◆ Reading text ◆
According to reports, Aberdeen would become incorporated as a wholly foreign-owned enterprise (WFOE), whereby foreign parties can incorporate a limited liability company without the involvement of a Chinese mainland investor.
The deal, said to be part of a trade mission led by chancellor George Osborne and business secretary Sajid Javid, will see Aberdeen travel alongside other financial services organisations including Barclays, HSBC and Standard Life.
Aberdeen is expected to open an office in Shanghai, building on the group’s existing presence in the region. The proximity should give the fund manager closer access and allow easier research of companies listed on the mainland equity markets.
Writing in the Telegraph last week – prior to early reports, chief executive Martin Gilbert said the recent declines suffered by Chinese investors had “vindicated” Aberdeen’s long-held house views on the country, and those of head of Asian equities Hugh Young.
“We have been underweight in China for as long as I can remember, even though it sometimes in the short term affected our funds’ performance against their benchmarks.
”He gives three main reasons: transparency, corporate governance and valuations, the latter often fuelled by “leverage and speculation rather than fundamentals”.
Largely attributed to the group’s emerging markets exposure, Aberdeen’s share price has tumbled since July.
At the time of writing (21 September) shares were valued at 324.30p.

Source data
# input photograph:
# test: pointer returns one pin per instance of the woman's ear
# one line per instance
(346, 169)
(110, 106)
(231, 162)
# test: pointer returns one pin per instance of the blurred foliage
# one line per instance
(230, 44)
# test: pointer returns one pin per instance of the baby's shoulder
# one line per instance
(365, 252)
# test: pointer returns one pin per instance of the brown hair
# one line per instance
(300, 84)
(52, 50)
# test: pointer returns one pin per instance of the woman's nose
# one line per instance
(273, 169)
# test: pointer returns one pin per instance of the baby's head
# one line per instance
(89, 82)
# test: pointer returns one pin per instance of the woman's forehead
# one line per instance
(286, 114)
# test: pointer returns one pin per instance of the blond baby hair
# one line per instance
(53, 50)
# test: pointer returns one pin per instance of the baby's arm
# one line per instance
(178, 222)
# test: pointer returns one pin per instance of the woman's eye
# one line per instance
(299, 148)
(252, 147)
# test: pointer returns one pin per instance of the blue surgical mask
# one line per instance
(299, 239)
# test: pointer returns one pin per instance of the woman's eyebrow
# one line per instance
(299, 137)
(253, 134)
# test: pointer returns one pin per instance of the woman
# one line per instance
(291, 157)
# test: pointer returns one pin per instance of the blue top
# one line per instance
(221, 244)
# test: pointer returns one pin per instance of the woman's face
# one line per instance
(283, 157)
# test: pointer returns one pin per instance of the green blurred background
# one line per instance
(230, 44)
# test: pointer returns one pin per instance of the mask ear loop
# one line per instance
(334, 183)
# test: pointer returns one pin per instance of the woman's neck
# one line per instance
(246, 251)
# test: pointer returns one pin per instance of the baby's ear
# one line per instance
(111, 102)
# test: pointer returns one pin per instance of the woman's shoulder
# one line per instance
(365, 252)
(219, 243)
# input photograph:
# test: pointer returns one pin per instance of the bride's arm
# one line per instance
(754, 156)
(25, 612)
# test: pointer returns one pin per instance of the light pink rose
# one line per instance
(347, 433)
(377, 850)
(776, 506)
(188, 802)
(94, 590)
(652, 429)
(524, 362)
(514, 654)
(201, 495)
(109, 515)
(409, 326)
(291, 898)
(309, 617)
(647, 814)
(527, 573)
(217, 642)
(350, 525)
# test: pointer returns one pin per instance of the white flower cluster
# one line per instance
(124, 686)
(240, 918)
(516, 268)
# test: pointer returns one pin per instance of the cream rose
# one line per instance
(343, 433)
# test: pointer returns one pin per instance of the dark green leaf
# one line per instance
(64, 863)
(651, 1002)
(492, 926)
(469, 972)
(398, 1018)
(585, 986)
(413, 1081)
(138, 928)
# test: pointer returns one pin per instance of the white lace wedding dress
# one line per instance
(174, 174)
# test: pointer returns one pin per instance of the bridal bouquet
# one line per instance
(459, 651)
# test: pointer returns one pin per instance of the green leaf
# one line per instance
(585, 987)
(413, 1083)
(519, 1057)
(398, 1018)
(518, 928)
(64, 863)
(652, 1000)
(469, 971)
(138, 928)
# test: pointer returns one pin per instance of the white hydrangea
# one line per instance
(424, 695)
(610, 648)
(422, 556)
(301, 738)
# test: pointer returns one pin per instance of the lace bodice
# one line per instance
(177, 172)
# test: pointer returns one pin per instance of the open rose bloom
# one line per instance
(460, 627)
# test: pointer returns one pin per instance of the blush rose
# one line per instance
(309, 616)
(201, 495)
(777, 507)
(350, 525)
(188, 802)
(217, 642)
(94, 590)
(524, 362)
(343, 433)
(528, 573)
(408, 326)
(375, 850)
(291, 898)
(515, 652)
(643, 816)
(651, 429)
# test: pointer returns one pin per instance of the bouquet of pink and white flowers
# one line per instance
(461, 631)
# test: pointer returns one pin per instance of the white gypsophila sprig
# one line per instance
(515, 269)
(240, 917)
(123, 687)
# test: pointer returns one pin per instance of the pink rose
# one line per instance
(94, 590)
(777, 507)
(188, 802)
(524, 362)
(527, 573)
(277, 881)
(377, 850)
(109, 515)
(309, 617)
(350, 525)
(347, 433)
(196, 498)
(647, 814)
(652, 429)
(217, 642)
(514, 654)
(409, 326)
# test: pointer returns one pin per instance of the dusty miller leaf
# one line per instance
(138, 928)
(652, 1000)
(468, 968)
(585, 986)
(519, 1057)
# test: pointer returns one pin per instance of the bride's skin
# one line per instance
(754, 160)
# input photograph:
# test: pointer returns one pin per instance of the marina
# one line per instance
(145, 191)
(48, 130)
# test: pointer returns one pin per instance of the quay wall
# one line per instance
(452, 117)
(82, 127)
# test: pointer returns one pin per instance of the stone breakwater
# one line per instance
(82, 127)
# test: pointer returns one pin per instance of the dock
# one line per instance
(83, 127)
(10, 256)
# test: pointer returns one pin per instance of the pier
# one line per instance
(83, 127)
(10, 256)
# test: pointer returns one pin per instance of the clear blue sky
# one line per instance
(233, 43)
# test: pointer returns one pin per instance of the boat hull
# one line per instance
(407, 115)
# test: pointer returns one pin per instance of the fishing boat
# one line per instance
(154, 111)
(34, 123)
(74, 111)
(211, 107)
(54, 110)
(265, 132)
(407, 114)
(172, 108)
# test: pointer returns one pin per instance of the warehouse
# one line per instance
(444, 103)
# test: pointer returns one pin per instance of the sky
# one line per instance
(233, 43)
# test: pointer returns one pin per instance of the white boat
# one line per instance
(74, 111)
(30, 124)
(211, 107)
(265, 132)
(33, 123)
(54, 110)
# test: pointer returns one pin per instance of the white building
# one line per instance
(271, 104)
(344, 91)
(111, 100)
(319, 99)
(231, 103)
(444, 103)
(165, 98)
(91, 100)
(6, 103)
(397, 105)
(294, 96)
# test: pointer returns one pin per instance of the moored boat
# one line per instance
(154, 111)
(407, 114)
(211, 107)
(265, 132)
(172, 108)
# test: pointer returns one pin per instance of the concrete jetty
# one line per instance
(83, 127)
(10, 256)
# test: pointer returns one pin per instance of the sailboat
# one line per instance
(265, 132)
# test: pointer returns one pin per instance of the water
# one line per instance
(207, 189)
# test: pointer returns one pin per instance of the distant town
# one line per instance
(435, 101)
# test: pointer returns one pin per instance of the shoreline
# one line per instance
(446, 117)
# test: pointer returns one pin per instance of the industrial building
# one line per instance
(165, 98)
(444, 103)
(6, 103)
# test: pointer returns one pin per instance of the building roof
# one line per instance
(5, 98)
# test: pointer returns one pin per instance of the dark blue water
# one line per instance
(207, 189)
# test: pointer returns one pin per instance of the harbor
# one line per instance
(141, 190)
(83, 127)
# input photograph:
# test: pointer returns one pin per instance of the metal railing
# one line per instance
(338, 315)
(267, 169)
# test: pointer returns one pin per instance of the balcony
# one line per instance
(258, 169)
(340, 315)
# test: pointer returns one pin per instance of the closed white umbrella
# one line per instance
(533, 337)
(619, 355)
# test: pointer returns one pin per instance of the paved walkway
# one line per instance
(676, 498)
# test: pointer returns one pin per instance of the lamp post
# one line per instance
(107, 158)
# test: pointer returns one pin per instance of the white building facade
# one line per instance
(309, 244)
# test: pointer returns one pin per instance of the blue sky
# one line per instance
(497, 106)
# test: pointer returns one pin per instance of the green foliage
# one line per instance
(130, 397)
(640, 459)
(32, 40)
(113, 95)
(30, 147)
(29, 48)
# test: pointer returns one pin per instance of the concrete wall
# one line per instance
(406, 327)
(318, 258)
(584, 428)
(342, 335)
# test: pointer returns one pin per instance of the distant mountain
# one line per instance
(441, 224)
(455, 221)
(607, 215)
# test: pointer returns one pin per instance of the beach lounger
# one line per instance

◆ Problem set ◆
1: According to the article about Aberdeen, in which city is the fund manager expected to open an office?
2: Extend the article on Aberdeen's move into mainland China, picking up after its final sentence.
The source data is unrelated to the article about Aberdeen and stands on its own.

◆ Response list ◆
1: Shanghai

2:
Gilbert added in his Telegraph article: “So we have chosen to gain exposure to the Chinese economy through other routes, mainly by investing in Asian and international businesses with significant interests in China. And while none of them have been immune from the sell-off in emerging market equities, we feel our holdings are on far firmer foundations than others.
“I should stress at this point that Aberdeen is extremely positive about China in the medium to long-term. We believe its growth rate will continue to outstrip its Western counterparts and it will evolve from being essentially an offshore manufacturing centre into a truly modern economy.”
Currently with £307.3bn under management, Aberdeen has been busy these past few months, demonstrating an appetite for diversification.
In May it bought US private equity and venture capital business Flag Capital Management, August saw Gilbert add US hedge fund group Arden Asset Management to his empire while also launching an alternative strategies vehicle, and earlier this month, it announced plans to dip its toe in the platform market with the acquisition of Parmenion Capital Partners.
Aberdeen declined to comment.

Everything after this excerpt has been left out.